--- BEGIN Extract provided ---

Truthfully, even though I’m a couple generations older than those effected by “screens,” my capacity to just sit and read has never been that great. But I’ve managed enough to earn two Bachelor’s degrees, a Masters and a couple years into a doctorate. But for the last few decades any long form reading generally required an audio version of the book, such that my mind and imagination were not limited to the speed with which my eyes can do their work.
It’s kind’a funny, I crave information and, except when I’m writing, I rarely don’t have a news or tech audio podcast playing, or YouTube video playing on something I find interesting. And any travel of any distance is usually accompanied with a good (audio) book. On one drive from Southern California to the Bay Area to attend MacWorld I listened to On Intelligence by Jeff Hawkins. On lunch breaks or my daily commute (back when I had somewhere to drive to) I’d listen to whatever was Bart Ehrman’s most recent book. I crave information, but my least favorite method of experiencing said information is sitting with a physical book and rolling through the pages. As a writer, it’s kind’a embarrassing. And it’s not one of these I want AI to summarize the book for me. It’s certainly not about not having the time. I don’t want the AI generated one paragraph summary. I want to experience the words chosen by Ehrman or Herbert or Tolkien or Niven/Pournelle or Cixin Liu or Andy Weir. So I’m not quite like the “bullet point/summaries” generation, but I love that I can experience my books by being read to, by professionals, not stumbling over character names or difficult words (SIDE NOTE: For some journal articles I’ve been “reading” I’ve let the AI test-to-speech readers give it a go, and the results are sometimes hilarious but often a little distracting… ugh).

--- END Extract provided ---

■ Set tasks:
(1) Swap "doctorate" for "PhD program" in the passage on reading, and write out the portion from "Truthfully, even though" up to and including "do their work." with that change.
(2) Answer these from the passage on reading:
(a) How many Bachelor's degrees did the writer earn?
(b) Which book did the writer listen to on the drive to MacWorld?
(c) Whose most recent book did the writer listen to on lunch breaks or the daily commute?
Draw only on the passage on reading as your source.

--- BEGIN Dataset ---

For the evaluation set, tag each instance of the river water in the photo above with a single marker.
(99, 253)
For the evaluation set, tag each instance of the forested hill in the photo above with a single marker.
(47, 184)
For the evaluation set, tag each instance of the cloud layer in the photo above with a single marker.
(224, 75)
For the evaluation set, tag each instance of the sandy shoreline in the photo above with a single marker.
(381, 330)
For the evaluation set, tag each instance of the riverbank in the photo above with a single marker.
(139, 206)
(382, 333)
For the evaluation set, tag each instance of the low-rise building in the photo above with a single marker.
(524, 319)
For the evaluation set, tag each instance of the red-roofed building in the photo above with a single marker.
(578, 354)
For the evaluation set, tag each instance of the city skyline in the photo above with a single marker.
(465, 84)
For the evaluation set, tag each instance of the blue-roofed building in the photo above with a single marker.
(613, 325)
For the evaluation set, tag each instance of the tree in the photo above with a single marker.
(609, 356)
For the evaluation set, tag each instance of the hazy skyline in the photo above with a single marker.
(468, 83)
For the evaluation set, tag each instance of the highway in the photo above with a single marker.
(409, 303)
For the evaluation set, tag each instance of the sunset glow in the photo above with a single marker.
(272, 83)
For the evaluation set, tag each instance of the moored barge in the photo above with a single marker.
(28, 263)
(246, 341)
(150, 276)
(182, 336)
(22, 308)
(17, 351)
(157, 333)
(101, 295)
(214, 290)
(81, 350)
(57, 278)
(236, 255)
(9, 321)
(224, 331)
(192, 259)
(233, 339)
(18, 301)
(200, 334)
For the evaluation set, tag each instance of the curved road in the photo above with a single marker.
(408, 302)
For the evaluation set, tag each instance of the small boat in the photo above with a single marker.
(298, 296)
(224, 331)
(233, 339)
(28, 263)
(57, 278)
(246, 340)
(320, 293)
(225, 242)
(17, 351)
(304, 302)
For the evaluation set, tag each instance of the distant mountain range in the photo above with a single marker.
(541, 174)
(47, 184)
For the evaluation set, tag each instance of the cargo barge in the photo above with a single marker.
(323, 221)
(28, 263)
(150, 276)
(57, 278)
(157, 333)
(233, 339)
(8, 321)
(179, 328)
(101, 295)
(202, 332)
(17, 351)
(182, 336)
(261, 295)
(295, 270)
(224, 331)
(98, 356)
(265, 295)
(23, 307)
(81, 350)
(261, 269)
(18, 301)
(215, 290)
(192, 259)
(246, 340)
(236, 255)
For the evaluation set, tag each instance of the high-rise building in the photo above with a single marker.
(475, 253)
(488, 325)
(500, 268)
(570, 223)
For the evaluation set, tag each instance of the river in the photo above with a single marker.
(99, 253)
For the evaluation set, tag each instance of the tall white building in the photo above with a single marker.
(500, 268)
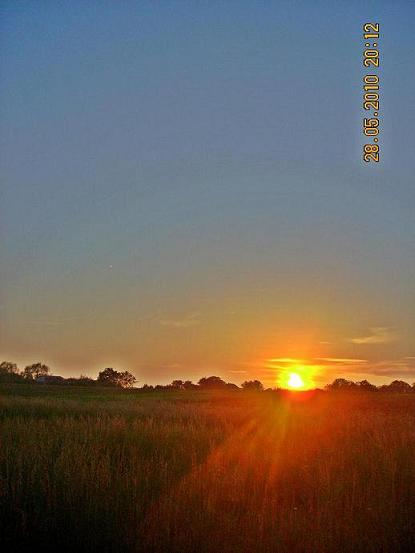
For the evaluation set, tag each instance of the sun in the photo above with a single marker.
(295, 381)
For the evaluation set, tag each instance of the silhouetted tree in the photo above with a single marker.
(252, 385)
(7, 367)
(366, 386)
(212, 383)
(32, 372)
(9, 372)
(399, 386)
(341, 384)
(111, 377)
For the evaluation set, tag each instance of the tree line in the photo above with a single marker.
(39, 373)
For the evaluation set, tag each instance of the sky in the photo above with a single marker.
(183, 192)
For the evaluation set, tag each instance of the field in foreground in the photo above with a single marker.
(87, 470)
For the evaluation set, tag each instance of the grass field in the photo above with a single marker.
(122, 471)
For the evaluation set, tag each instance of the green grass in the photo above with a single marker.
(122, 471)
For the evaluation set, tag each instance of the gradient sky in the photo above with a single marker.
(183, 192)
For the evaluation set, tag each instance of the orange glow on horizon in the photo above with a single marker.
(295, 381)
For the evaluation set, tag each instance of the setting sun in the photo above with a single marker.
(295, 381)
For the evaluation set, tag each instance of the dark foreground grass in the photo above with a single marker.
(89, 470)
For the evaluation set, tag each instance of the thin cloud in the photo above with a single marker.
(341, 361)
(192, 319)
(378, 335)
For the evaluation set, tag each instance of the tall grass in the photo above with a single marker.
(207, 473)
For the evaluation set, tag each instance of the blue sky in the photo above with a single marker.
(183, 190)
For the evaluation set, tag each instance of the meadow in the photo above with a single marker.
(88, 470)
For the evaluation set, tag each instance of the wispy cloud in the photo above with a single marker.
(341, 360)
(191, 319)
(377, 335)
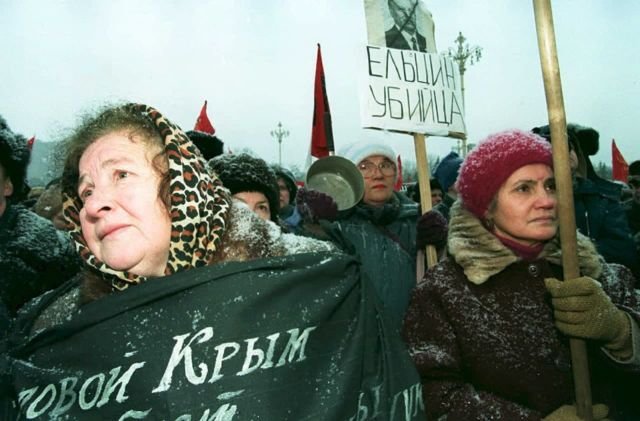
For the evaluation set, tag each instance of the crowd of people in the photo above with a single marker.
(142, 206)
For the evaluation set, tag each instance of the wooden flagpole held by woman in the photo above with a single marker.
(562, 172)
(425, 198)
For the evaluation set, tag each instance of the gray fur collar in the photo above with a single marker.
(482, 255)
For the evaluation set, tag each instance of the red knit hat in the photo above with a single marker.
(490, 163)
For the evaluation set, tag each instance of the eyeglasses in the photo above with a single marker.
(369, 168)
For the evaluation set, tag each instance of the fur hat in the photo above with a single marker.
(14, 159)
(583, 140)
(492, 161)
(244, 173)
(447, 171)
(357, 152)
(209, 145)
(289, 180)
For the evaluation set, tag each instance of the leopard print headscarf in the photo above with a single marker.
(199, 207)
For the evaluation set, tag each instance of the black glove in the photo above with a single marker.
(314, 205)
(431, 230)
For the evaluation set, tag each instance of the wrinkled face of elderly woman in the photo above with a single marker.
(124, 221)
(525, 207)
(379, 177)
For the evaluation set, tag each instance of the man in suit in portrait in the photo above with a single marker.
(404, 33)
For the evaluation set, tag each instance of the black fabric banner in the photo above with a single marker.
(292, 338)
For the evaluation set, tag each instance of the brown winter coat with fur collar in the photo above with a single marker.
(480, 329)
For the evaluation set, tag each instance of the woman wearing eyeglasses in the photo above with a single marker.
(382, 228)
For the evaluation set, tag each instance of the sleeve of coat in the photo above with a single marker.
(433, 346)
(620, 284)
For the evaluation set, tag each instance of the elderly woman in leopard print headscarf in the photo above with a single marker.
(140, 203)
(489, 327)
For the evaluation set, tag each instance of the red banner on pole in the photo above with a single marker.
(618, 164)
(30, 142)
(202, 123)
(321, 131)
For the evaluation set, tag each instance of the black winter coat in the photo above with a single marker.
(34, 256)
(385, 240)
(601, 217)
(481, 331)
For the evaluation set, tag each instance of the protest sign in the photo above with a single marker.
(297, 337)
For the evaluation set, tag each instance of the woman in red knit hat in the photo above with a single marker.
(489, 327)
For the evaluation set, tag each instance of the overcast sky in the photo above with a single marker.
(254, 61)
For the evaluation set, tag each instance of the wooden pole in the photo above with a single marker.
(425, 198)
(564, 188)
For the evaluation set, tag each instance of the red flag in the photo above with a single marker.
(619, 165)
(31, 141)
(202, 123)
(321, 131)
(398, 185)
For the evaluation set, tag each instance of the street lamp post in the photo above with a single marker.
(463, 54)
(279, 133)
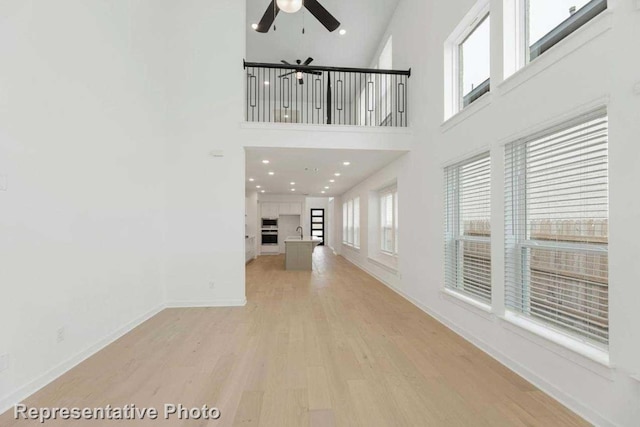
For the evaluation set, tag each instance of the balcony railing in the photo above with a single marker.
(278, 93)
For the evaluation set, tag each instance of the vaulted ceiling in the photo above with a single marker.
(365, 22)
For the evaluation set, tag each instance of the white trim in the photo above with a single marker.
(384, 265)
(468, 303)
(558, 120)
(476, 15)
(7, 402)
(470, 110)
(565, 342)
(573, 42)
(351, 247)
(205, 304)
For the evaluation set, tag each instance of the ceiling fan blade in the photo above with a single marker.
(268, 17)
(322, 14)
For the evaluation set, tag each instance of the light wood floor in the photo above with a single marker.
(332, 347)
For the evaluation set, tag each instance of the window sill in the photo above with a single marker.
(582, 36)
(385, 261)
(588, 356)
(351, 247)
(468, 303)
(462, 115)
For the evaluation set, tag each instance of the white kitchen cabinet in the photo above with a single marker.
(270, 210)
(290, 209)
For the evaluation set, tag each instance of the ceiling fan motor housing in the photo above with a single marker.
(289, 6)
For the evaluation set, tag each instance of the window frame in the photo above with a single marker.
(454, 102)
(393, 191)
(483, 88)
(454, 229)
(351, 236)
(517, 241)
(517, 45)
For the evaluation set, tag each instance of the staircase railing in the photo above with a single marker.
(279, 93)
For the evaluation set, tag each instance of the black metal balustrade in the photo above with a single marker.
(278, 93)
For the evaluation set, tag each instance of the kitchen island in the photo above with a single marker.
(299, 252)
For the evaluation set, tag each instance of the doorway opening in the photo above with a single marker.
(317, 224)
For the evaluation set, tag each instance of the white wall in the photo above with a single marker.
(594, 66)
(368, 257)
(206, 195)
(82, 150)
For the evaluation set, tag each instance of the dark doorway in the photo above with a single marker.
(317, 224)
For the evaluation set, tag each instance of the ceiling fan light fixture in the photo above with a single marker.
(289, 6)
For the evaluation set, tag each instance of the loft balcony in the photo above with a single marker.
(336, 96)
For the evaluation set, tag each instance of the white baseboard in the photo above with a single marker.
(565, 399)
(7, 402)
(205, 304)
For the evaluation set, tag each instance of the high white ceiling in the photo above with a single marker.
(312, 169)
(364, 20)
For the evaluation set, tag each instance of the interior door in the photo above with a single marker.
(317, 224)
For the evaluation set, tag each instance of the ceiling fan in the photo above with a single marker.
(292, 6)
(300, 72)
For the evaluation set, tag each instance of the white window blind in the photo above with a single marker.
(557, 211)
(356, 222)
(468, 227)
(351, 222)
(345, 223)
(389, 221)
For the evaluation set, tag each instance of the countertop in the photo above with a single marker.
(307, 239)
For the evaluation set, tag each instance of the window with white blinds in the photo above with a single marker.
(351, 222)
(468, 228)
(557, 212)
(389, 221)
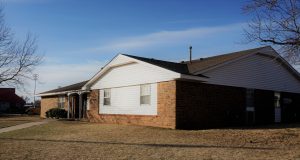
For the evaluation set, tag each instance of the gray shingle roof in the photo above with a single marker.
(76, 86)
(173, 66)
(205, 63)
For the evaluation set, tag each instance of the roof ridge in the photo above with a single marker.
(150, 58)
(226, 54)
(61, 88)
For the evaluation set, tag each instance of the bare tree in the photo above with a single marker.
(17, 58)
(276, 22)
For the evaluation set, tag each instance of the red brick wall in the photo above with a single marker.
(202, 105)
(166, 93)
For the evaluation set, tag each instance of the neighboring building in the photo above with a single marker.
(254, 86)
(10, 102)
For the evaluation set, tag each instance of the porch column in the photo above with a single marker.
(80, 105)
(68, 106)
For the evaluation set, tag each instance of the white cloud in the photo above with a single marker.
(164, 38)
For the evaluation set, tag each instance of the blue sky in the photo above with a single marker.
(78, 37)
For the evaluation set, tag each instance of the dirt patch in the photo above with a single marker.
(7, 121)
(81, 140)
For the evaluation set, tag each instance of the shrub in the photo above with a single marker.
(56, 113)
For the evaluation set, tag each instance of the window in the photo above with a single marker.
(250, 100)
(106, 97)
(61, 101)
(145, 93)
(277, 100)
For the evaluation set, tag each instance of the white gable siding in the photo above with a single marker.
(126, 100)
(257, 71)
(133, 74)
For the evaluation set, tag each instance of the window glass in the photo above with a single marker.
(106, 99)
(145, 94)
(61, 101)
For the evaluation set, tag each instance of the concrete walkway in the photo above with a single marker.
(21, 126)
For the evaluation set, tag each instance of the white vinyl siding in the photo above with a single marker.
(257, 72)
(126, 100)
(106, 97)
(145, 94)
(133, 74)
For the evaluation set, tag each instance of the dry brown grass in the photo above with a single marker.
(8, 121)
(80, 140)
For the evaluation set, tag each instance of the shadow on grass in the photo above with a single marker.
(247, 127)
(141, 144)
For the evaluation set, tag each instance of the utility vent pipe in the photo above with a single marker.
(191, 53)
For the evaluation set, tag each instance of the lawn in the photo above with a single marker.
(83, 140)
(7, 121)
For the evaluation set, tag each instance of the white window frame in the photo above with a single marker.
(61, 101)
(107, 97)
(145, 94)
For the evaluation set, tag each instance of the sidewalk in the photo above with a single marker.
(21, 126)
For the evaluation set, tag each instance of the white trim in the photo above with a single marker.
(90, 83)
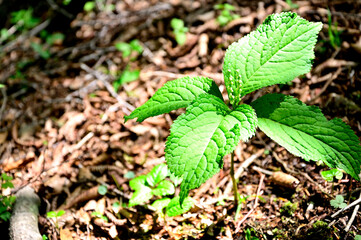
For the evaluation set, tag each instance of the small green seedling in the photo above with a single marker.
(127, 49)
(6, 202)
(279, 50)
(89, 6)
(179, 30)
(102, 189)
(154, 184)
(55, 215)
(41, 50)
(289, 208)
(291, 5)
(226, 15)
(249, 232)
(332, 173)
(99, 215)
(338, 202)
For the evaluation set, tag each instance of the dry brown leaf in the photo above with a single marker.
(65, 234)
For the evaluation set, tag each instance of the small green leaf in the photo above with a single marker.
(180, 37)
(157, 174)
(102, 189)
(54, 38)
(338, 202)
(140, 196)
(44, 53)
(135, 45)
(174, 208)
(164, 188)
(51, 214)
(60, 213)
(5, 215)
(279, 50)
(160, 204)
(175, 179)
(175, 94)
(88, 6)
(305, 132)
(129, 175)
(200, 138)
(125, 48)
(129, 76)
(6, 177)
(176, 23)
(330, 174)
(138, 182)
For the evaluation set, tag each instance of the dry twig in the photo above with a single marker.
(24, 220)
(255, 203)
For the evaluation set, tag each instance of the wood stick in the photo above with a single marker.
(24, 219)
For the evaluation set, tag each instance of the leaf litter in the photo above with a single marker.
(64, 134)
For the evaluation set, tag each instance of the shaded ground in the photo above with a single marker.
(63, 130)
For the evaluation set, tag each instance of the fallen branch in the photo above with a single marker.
(105, 80)
(24, 219)
(240, 170)
(255, 203)
(358, 201)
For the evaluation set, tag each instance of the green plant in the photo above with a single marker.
(89, 6)
(280, 49)
(289, 208)
(102, 189)
(291, 4)
(226, 16)
(6, 202)
(249, 232)
(55, 215)
(99, 215)
(128, 48)
(338, 202)
(332, 173)
(333, 33)
(41, 50)
(154, 184)
(179, 30)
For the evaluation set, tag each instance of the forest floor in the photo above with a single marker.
(62, 127)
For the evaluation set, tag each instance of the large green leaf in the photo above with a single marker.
(202, 136)
(175, 94)
(279, 50)
(304, 131)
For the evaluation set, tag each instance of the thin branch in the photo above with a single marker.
(3, 105)
(255, 203)
(105, 80)
(358, 201)
(349, 224)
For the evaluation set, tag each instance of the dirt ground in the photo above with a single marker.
(62, 127)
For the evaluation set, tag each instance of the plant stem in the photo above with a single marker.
(235, 189)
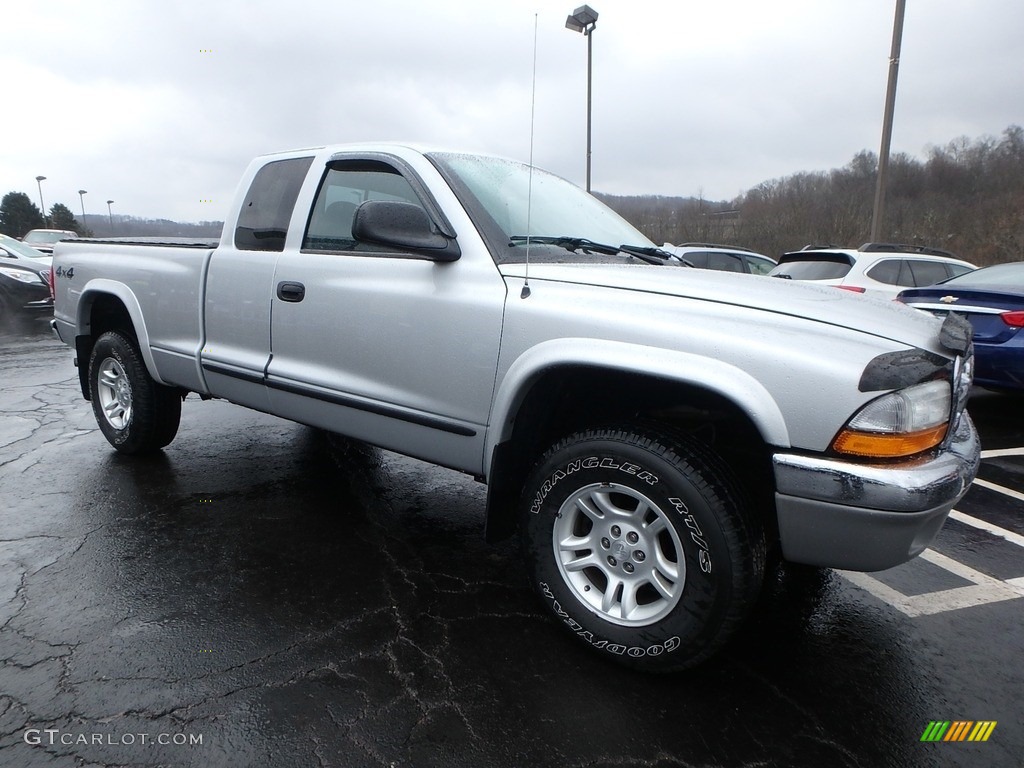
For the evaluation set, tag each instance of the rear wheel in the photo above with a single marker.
(135, 414)
(641, 545)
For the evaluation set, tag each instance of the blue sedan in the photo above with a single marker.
(992, 298)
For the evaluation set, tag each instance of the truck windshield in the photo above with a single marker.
(547, 208)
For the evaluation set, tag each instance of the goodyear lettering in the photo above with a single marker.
(635, 651)
(591, 462)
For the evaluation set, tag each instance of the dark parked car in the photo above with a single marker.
(723, 258)
(25, 292)
(23, 255)
(992, 298)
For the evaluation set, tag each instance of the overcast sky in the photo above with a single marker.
(160, 105)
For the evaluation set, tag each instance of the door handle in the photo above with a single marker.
(291, 291)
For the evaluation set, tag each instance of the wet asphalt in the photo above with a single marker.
(263, 594)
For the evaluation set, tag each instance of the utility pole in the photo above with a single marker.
(887, 124)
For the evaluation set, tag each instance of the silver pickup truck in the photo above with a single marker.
(654, 433)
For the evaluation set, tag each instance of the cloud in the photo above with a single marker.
(162, 105)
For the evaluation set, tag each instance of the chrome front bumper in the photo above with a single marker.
(870, 517)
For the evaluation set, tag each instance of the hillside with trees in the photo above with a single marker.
(967, 197)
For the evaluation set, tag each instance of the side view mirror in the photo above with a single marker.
(402, 225)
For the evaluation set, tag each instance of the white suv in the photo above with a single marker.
(724, 258)
(881, 269)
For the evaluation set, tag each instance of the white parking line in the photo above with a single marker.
(1001, 452)
(984, 525)
(984, 589)
(998, 488)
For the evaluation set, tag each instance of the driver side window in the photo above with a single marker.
(345, 186)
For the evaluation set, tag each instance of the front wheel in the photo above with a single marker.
(135, 414)
(642, 546)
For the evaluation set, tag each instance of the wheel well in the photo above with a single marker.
(566, 400)
(105, 312)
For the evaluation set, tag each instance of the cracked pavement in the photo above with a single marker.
(292, 599)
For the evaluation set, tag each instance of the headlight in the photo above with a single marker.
(22, 275)
(901, 423)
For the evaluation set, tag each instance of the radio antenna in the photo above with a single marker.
(529, 187)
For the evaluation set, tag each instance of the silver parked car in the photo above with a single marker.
(880, 269)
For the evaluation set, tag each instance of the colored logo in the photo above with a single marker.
(958, 730)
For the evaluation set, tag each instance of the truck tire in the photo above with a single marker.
(135, 414)
(641, 545)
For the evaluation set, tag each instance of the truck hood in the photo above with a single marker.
(832, 306)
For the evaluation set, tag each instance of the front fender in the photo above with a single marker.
(707, 373)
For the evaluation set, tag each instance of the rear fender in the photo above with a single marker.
(98, 288)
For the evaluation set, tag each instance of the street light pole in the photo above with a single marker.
(39, 182)
(887, 124)
(584, 19)
(81, 197)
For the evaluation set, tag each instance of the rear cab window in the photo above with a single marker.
(814, 265)
(345, 185)
(267, 207)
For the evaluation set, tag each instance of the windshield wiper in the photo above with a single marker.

--- END Dataset ---

■ Answers:
(1)
Truthfully, even though I’m a couple generations older than those effected by “screens,” my capacity to just sit and read has never been that great. But I’ve managed enough to earn two Bachelor’s degrees, a Masters and a couple years into a PhD program. But for the last few decades any long form reading generally required an audio version of the book, such that my mind and imagination were not limited to the speed with which my eyes can do their work.

(2)
(a) Two.
(b) On Intelligence by Jeff Hawkins.
(c) Bart Ehrman's.